Textauszug —

────────

Alternativ zur Paralellverdratung würde mir folgendes einfallen.


Dezentrale E/A's in der Tür
Bedienpanels z.b. Große Basic Panels von Siemens
Push Button Panels, PP17-II von Siemens oder die neuen
Key Panels finde ich auch ganz nett https://eb.automation.siemens.com/goos/catalog/Pages/ProductData.aspx?catalogRegion=DE&language=de&tree=CatalogTree&regionUrl=%2fde&activetab=product&nodeID=10087236#activetab=product&
aber auf keinen fall Eaton bzw. Moeller


----------



## spa-74 (26 Januar 2011)

Hallo, 
die Grundidee von SmartWire ist erstmal nicht schlecht. ABER:

Wer setzt es wirklich ein? Außerdem ist man ganz und gar von Moeller-Produkte abhängig. 
Welcher Hersteller bietet denn noch Produkte mit smartWire-Anschluß an? 
SmartWire ist schon mehrere Jahre auf dem Markt und sobald ich einen anderen Hersteller verwende habe ich wieder zwei Verkabelungskonzepte.

Gruß
spa-74


----------



## bimbo (26 Januar 2011)

*Moeller*

Die Firma heißt jetzt EATON!

Ja, nennt mich Klugscheisser!

Aber diese Umfirmierung ist anders als die letzte (K-M)! Die Amis kaufen sich die Konkurrenz zusammen und lassen sie dann am langen Arm verhungern (siehe auch bisherige Beiträge).

Oder schaut mal ins EASY-Forum: Ausredengenerator.

Innovative Projekte, die Moeller angefangen hat und noch (unter EATON) am wachsen sind, kaufe ich definitiv nicht.

────────

Auflistung —
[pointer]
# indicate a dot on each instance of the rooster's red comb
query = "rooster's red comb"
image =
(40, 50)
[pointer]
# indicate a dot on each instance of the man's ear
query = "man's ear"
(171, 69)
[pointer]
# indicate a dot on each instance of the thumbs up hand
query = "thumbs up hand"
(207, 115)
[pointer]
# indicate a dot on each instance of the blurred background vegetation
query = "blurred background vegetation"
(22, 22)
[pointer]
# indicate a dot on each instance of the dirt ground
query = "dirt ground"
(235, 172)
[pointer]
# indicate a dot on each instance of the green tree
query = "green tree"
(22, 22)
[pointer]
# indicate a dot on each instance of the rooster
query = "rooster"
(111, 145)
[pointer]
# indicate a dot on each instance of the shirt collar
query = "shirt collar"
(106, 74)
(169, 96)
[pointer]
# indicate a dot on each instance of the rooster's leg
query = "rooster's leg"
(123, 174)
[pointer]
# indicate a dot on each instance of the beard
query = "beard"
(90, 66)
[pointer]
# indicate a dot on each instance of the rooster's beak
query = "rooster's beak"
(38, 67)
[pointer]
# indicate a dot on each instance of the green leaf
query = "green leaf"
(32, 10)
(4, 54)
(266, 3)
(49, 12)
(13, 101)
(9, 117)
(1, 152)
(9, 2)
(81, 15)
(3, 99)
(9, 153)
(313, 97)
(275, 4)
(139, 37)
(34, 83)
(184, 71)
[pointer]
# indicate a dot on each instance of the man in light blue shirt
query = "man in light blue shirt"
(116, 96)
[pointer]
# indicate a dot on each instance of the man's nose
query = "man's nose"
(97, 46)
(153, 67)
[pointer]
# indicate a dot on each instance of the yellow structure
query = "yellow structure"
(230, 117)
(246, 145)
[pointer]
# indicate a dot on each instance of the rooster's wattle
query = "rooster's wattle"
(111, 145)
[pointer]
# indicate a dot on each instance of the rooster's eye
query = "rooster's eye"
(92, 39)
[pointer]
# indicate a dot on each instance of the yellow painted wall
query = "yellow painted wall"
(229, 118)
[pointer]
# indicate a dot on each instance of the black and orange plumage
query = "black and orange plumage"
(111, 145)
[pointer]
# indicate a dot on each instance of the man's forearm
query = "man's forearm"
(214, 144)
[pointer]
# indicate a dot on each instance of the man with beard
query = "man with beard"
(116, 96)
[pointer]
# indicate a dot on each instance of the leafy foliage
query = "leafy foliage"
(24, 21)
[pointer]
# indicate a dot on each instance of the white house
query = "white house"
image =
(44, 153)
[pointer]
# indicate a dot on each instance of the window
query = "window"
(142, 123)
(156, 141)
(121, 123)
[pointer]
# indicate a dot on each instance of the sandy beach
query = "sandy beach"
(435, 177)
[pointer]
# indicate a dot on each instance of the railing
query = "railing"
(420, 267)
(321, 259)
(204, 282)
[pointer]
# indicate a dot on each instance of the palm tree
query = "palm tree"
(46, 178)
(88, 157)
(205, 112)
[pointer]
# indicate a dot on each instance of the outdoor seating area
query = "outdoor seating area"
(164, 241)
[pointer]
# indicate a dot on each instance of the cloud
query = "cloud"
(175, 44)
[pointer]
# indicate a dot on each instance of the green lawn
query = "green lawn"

────────

Aufgabenstellung — Schreibe den Textauszug von „## spa-74 (26“ bis „wieder zwei Verkabelungskonzepte.“ wortgetreu ab. Stütze dich dabei ausschließlich auf den Textauszug.

Lösung —
## spa-74 (26 Januar 2011)

Hallo, 
die Grundidee von SmartWire ist erstmal nicht schlecht. ABER:

Wer setzt es wirklich ein? Außerdem ist man ganz und gar von Moeller-Produkte abhängig. 
Welcher Hersteller bietet denn noch Produkte mit smartWire-Anschluß an? 
SmartWire ist schon mehrere Jahre auf dem Markt und sobald ich einen anderen Hersteller verwende habe ich wieder zwei Verkabelungskonzepte.